Goal:
Output as a JSON list of strings the lines of the items from the line that contains "post, one per animal or object that matches." through the last line of the items, both ends included, with one string per line and blank lines omitted.

Data shown:
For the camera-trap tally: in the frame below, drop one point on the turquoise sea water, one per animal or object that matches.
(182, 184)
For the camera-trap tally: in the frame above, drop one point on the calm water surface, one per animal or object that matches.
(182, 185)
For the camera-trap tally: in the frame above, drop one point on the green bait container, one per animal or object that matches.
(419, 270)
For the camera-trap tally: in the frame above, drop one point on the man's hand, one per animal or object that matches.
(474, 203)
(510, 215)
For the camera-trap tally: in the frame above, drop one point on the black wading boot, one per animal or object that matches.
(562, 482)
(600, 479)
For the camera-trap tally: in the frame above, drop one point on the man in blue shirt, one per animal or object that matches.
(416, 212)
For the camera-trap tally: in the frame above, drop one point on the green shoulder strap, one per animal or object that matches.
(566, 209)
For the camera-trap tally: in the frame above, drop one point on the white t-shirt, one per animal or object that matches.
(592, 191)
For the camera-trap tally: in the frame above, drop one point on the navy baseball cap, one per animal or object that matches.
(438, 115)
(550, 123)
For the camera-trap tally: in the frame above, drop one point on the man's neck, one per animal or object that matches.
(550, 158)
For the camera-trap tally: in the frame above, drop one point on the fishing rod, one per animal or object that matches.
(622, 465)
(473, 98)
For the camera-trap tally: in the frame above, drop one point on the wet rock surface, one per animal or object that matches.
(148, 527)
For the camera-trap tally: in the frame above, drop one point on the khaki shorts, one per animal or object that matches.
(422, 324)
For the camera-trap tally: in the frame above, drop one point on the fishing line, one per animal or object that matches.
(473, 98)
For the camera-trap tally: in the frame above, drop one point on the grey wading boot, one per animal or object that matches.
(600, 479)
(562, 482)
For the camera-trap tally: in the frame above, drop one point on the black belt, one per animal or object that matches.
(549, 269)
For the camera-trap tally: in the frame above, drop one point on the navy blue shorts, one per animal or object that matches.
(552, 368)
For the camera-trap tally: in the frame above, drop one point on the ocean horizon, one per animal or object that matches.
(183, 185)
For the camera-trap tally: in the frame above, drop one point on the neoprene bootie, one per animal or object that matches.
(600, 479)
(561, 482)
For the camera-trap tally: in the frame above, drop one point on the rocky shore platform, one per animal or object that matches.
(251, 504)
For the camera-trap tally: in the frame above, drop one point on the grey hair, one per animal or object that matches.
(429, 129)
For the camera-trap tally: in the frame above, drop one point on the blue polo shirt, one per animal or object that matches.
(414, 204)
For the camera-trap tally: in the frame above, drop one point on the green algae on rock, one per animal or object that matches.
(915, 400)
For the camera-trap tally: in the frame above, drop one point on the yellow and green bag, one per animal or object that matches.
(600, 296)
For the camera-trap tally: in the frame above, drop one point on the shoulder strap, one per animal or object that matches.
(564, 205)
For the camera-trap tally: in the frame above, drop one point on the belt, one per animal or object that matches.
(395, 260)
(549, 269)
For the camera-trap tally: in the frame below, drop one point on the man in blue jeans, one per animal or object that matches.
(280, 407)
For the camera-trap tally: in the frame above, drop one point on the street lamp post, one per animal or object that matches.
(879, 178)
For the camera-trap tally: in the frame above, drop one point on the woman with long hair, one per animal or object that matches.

Solution to the problem:
[
  "For the camera-trap tally: in the frame above, drop one point on the street lamp post, one per animal or object that matches.",
  "(879, 178)",
  "For the camera-trap tally: in the frame above, drop one point on the woman with long hair, one per animal or object that matches."
]